TASKS TO CARRY OUT:
[A] List every word or phrase that the post about group reads sets within quotation marks.
[B] Write a continuation of the post about group reads, beginning after its final sentence.

SELECTED EXCERPT:
-=-=-=-=-

NOTE: This post contains spoilers about the novel A Lost Lady
I’m incapable of turning down a good organized read these days. I’ve missed the group discussion dynamic, the “hive mind” of readers with varying degrees of expertise and experience. Discussing books together brings a lot more to the table. To be honest, it usually means I have to do less work. Let someone else think the thoughts and post them. I do my share, but I appreciate others who fill in the gaps. It’s a literary symbiotic relationship.
At the moment, I’m participating in two group reads: Willa Cather’s ‘A Lost Lady’ and Elizabeth Bowen’s ‘The House in Paris.’ These are two very different writers, making them easier to juggle. Cather’s prose is direct and straight-forward, meaningful but not particularly dense. Bowen is a modernist, her style multi-layered, requiring greater depth of study. I can read Cather quickly once through, skimming key passages again if I need to, and feel confident I’ve understood her meaning. Elizabeth Bowen requires much more heavy lifting. I read her chapters sometimes two and three times and there’s still a lot of room for interpretation.

-=-=-=-=-

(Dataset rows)
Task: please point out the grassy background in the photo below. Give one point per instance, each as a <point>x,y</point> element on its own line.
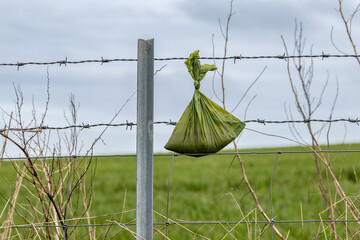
<point>210,188</point>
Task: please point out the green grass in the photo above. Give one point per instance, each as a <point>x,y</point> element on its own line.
<point>210,188</point>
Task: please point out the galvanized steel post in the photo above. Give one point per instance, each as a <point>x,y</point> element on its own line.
<point>144,142</point>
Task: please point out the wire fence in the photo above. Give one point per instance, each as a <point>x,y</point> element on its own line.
<point>234,58</point>
<point>129,125</point>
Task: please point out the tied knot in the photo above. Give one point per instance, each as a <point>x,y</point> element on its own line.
<point>197,85</point>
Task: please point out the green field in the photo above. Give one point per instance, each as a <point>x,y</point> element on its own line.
<point>211,189</point>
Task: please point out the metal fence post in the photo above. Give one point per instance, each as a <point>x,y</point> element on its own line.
<point>144,142</point>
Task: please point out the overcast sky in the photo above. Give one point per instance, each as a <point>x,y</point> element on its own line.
<point>47,31</point>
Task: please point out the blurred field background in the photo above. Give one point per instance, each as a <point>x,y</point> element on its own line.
<point>210,189</point>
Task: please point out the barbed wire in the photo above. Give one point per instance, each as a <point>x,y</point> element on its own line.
<point>189,223</point>
<point>129,125</point>
<point>183,154</point>
<point>238,57</point>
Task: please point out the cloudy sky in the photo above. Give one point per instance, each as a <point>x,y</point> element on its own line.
<point>78,30</point>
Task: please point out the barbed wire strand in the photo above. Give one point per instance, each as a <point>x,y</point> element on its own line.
<point>189,223</point>
<point>182,154</point>
<point>130,125</point>
<point>236,57</point>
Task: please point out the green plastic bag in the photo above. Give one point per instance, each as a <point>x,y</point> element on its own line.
<point>204,127</point>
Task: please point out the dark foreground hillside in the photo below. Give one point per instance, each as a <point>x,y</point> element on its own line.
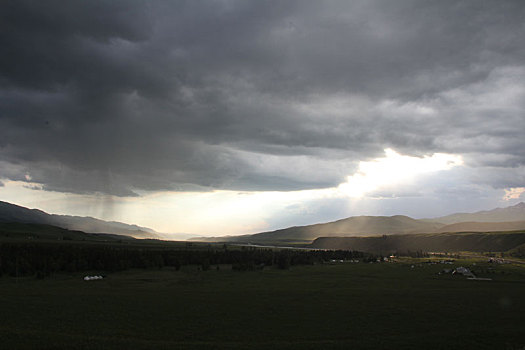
<point>328,306</point>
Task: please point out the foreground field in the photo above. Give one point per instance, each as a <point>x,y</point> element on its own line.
<point>340,306</point>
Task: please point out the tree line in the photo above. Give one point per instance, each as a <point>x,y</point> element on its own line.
<point>44,259</point>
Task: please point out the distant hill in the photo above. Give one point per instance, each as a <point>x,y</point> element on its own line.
<point>428,242</point>
<point>353,226</point>
<point>512,213</point>
<point>29,231</point>
<point>11,213</point>
<point>483,226</point>
<point>505,219</point>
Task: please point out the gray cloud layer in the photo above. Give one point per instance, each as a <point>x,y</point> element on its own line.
<point>119,96</point>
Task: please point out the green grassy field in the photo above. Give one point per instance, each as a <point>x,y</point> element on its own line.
<point>341,306</point>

-=-=-=-=-

ANSWERS GIVEN:
[A]
hive mind
A Lost Lady
The House in Paris

[B]
I enjoy them both because they are so different. I read Cather for deeply-rooted, early-20th Century American stories with a narrow focus on specific American regions – mostly the Great Plains and Southwest. She largely writes about the immigrant experience and the dramas of everyday life. Though most of her writing could be classified as somewhat plain – by which I mean without adornment, easily understood – she’s capable of moments of lyrical and poetic beauty, most especially when she writes about the natural world.

I also love Cather because she was a literary badass, gender-fluid before we knew the term, opinionated and ambitious. A writer of short stories and novels, book reviews and non-fiction pieces, Willa Cather was the editor of a major periodical – McClure’s Magazine – credited with originating muckraking journalism, investigative reporting that goes after criminal activity and deceptive practices amongst the wealthy and powerful. There’s so much more I want to know about her.
I’ve finished reading both books, though in the case of Bowen that means I’ve finished passing the words in front of my eyes to find out what happens; with the discussion ongoing, there’s still a long way to go in understanding the nuances. The part of me that loves literary scholarship thrives on writers like Elizabeth Bowen. I could just read her novels for their surface stories, but that’s just not me.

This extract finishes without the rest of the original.